■ SET TASK 1: For each statement, say yes or no depending on whether it agrees with the SQL injection filter description, and quote the deciding words from the description. (a) The tool transforms input so that it conforms to a specification. (b) The tool was developed in Java. (c) The tool converts every sample to upper case before checking it.
■ SET TASK 2: Write the next part of the SQL injection filter description, starting after its last sentence.

■ SOURCE TEXT:
···

Please feel free to email me anytime about this via smillar09@qub.ac.uk, or tweet me @StuartMillar.
This is a simple SQL injection filter that attempts to detect malicious SQL strings from a pre-defined dataset of malicious (including obfuscated) and benign samples. Note this tool does not carry out sanitisation of input, where input is transformed into something that conforms to a specification. Blacklisting was used, since there was no context when creating the dataset, which is needed when creating a whitelist, e.g. a whitelist could be a list of ten users who have access to a certain database.
The tool, developed in Java, reads in each sample from the dataset and classifies it as malicious or benign. It also creates a set of results for the dataset - the number of hits (true positives), the number of misses (false negatives), correct rejections (true negatives) and false alarms (false positives). These are used in calculating the malicious SQL detection rate (the true positive rate - how well the tool correctly classifies malicious SQL), the rejection rate (the true negative rate - how well the tool correctly classified benign SQL) and the overall accuracy.
The methods used are string searches and regexes. The tool outputs a list of the malicious strings that were found in the SQL sample. All the regexes used were written by me using the Oracle Java Documentation. The resulting output from checking the SQL samples using the regexes includes both regexes that returned a match, and those that didn't, so we can inspect them to see which were triggered and also lets us tune them during development in case of errors. The functionality is found in the two methods sqlStringChecker() and sqlRegexChecker(). The tool converts all samples to lower case, removing any obfuscation attempts by mixing upper and lower case letters.

···

■ PROVIDED MATERIAL:
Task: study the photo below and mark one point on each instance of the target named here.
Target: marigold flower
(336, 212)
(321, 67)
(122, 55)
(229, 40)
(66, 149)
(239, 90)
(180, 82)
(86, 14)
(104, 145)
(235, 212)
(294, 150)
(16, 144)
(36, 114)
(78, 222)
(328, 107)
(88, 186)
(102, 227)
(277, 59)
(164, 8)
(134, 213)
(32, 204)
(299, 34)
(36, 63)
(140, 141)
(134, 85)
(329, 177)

···

■ WRITTEN REPLY 1:
(a) No: "Note this tool does not carry out sanitisation of input, where input is transformed into something that conforms to a specification."
(b) Yes: "The tool, developed in Java"
(c) No: "The tool converts all samples to lower case"

■ WRITTEN REPLY 2:
This labelled dataset can be found in /dataset. But you can easily use your own too. 10% of the malicious samples and 10% of the benign samples were randomly removed and not used for tuning the tool during development. The patterns themselves were selected from studying the remaining malicious samples in the dataset. I'd recommend you do this too (i.e. split out your test dataset and don't even look at the patterns in it), to avoid data-snooping, so that you have two datasets. Or, create another independent dataset at the start to keep to one side, not to be studied or analysed, and used for testing after you perhaps tune or enchance my filter tool, if that's what you're gonna do!
I get avoid data-snooping may be easier said than done! :) But if you are new to this, hear me out - we don't want to tune the tool too closely to the whole dataset, or it might not generalise well to other SQL samples. The principle is that if a dataset has been affected or influenced any step in the development process, the tool's ability to assess the outcome has been compromised. Looking at the dataset too closely and too early in the process is known as data-snooping. When we datasnoop, we think we end up with better performance. When we look at the dataset we are vulnerable to designing the tool depending on the idiosyncrasies of that dataset. So a filter tool performs well on that dataset but it is not known how it performs on an independently generated dataset. If accuracy is too high then the tool may be overfitted. This is way you should take your test set and set it to one side, don't look at it, as if it was a real-world scenario with a bunch of SQL your tool had never, ever seen before. And you shouldn't see it either! Since in your head, you might recall a particular pattern that was in your test set that you can't see in the training set. So you make a regex for that pattern, when you shouldn't i.e. you've datasnooped.
For a SQL sample as follows –
admin'--
This is flagged as malicious since two regex patterns match it. One matches “--“ at the end of the sample, which when included in a SQL query comments out anything afterward on certain implementations, and the other matches “admin’”. The console output is detailed and lists each sample along with any malicious input found by string checking or using the regexes. As per the aforementioned, it also has the results at the end, the number of hits (true positives), number of misses (false negatives), correct rejections (true negatives) and false alarms (false positives). These are used in calculating the malicious SQL detection rate (the true positive rate – how well the tool correctly classifies malicious SQL), the rejection rate (the true negative rate – how well the tool correctly classified benign SQL) and the overall accuracy. There is basic summary output file written too with each SQL sample, its true label, and the predicted label.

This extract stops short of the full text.